**Exercise task**
Add 43 to each x and y coordinate in the answers, then write out everything from the start of the items down to the line containing "<point>223,317</point>". Copy every other line unchanged.

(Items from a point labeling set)

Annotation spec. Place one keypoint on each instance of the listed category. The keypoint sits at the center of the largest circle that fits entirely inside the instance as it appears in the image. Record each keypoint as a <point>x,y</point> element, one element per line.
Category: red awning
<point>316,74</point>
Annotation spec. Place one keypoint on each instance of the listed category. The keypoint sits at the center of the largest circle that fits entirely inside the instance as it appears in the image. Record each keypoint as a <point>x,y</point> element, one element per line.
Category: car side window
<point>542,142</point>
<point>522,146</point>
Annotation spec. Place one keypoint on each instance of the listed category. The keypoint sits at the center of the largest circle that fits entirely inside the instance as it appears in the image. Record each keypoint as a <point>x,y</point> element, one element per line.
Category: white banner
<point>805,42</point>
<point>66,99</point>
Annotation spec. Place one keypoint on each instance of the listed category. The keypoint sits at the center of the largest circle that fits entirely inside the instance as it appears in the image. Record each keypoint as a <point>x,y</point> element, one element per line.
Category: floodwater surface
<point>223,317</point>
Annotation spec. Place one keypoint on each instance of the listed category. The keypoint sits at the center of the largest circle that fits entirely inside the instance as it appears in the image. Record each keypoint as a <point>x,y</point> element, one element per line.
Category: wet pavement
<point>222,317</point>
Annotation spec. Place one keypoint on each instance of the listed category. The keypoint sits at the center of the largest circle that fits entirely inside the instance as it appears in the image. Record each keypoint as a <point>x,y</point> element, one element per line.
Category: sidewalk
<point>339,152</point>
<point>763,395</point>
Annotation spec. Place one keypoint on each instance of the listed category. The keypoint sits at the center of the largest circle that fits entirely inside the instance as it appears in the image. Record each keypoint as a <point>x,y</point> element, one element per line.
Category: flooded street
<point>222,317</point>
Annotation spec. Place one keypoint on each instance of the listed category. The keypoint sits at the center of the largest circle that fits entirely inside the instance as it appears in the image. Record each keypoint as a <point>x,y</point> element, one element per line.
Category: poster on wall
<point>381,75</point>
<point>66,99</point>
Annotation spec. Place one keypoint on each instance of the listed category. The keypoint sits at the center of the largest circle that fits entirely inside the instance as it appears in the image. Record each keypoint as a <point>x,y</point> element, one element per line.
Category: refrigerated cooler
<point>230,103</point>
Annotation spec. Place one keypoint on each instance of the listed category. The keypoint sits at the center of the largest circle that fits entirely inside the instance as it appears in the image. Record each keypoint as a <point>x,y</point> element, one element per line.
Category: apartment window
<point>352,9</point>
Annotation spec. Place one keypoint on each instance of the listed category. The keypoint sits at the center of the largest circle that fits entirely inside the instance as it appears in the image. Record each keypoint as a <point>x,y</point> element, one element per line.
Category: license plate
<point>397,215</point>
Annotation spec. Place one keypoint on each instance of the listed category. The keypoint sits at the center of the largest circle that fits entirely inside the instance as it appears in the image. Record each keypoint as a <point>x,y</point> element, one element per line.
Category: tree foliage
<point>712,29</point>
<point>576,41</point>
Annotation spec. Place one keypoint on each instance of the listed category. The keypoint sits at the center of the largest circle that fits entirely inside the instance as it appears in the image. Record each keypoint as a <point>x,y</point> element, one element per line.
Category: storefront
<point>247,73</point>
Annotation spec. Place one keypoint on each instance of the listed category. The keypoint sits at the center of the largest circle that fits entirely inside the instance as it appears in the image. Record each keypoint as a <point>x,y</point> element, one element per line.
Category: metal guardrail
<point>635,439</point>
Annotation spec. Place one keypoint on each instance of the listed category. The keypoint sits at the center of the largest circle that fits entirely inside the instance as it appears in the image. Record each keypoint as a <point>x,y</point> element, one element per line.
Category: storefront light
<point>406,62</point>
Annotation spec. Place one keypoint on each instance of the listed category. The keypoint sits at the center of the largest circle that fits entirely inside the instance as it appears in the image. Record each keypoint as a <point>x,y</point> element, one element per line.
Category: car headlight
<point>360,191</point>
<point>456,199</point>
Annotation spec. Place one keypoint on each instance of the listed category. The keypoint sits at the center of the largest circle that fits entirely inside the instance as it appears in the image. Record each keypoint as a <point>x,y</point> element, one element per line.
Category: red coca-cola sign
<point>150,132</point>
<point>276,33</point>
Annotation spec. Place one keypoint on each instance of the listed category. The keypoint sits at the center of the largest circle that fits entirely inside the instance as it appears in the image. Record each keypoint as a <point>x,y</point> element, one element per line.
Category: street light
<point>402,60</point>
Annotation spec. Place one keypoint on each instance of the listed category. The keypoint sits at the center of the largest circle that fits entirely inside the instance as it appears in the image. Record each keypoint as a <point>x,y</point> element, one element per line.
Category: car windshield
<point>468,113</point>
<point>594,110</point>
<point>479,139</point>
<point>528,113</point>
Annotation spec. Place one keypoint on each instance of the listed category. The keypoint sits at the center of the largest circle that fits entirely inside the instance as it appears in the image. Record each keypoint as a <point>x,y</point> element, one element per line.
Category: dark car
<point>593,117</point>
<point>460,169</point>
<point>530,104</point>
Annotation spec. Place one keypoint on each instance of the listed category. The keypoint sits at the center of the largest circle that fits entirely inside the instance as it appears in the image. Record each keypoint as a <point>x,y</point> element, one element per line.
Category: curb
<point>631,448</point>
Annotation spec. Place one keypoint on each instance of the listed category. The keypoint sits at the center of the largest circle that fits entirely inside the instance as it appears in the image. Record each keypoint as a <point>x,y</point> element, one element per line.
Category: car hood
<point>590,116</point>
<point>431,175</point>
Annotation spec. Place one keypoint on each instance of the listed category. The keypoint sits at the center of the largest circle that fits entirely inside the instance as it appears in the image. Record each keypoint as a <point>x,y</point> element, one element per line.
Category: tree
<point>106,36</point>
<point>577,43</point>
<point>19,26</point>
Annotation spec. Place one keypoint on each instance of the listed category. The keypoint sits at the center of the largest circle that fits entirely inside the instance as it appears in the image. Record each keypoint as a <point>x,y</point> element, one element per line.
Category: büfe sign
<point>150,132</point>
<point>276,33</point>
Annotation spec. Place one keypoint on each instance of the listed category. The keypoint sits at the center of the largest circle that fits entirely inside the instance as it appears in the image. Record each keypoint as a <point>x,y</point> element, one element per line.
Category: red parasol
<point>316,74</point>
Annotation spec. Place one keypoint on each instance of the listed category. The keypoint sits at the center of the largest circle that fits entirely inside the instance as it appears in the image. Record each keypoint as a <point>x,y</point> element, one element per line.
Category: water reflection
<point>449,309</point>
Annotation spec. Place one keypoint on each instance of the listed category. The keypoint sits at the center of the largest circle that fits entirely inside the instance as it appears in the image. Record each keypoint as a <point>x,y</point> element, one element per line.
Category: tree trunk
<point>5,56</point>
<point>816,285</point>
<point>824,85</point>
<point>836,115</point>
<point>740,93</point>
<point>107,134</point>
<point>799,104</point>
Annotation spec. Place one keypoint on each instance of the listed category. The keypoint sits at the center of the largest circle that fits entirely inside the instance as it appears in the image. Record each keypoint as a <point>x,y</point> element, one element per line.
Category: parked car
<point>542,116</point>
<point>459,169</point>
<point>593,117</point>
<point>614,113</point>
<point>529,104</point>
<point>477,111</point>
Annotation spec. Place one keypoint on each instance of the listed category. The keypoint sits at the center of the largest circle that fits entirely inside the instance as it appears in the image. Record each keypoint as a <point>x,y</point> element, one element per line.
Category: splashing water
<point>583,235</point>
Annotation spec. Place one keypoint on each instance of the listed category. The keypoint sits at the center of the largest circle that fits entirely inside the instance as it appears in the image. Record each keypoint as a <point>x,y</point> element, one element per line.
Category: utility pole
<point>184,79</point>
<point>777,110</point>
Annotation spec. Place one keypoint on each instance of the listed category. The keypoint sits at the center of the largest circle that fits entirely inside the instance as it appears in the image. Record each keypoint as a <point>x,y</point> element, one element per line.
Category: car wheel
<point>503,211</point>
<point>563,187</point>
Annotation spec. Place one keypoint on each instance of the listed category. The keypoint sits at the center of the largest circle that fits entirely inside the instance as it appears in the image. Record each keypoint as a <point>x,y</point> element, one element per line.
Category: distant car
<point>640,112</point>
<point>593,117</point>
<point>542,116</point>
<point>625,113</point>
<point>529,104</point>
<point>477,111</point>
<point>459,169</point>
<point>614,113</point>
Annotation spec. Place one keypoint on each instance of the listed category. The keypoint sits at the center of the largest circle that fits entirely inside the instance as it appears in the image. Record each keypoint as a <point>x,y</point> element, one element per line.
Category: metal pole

**Answer in full**
Annotation spec. Place one keypoint on each instance of the listed category. The keypoint sits at the center of the largest circle that fits entirely inside the instance as it appears in the image. Record each keypoint as a <point>x,y</point> element, one element per line.
Category: red awning
<point>359,117</point>
Annotation spec. Place one keypoint on each instance of the listed category. The keypoint sits at the center of the largest circle that fits entirely inside the instance as it appears in the image. Record each keypoint as a <point>x,y</point> element, one element per line.
Category: car side window
<point>585,185</point>
<point>565,189</point>
Annotation spec. Place one keypoint on each instance of the listed category. The keypoint sits at the center of the largest circle that fits entirely inside the instance as it appears in the image. Record each keypoint as a <point>x,y</point> element, one element per line.
Category: white banner
<point>848,85</point>
<point>109,142</point>
Annotation spec. Place one keypoint on each instance of the listed category. The keypoint sits at the center of the largest circle that fits entirely inside the instance as it appears in the image. Record each keypoint as a <point>x,y</point> element, one element per line.
Category: floodwater surface
<point>266,360</point>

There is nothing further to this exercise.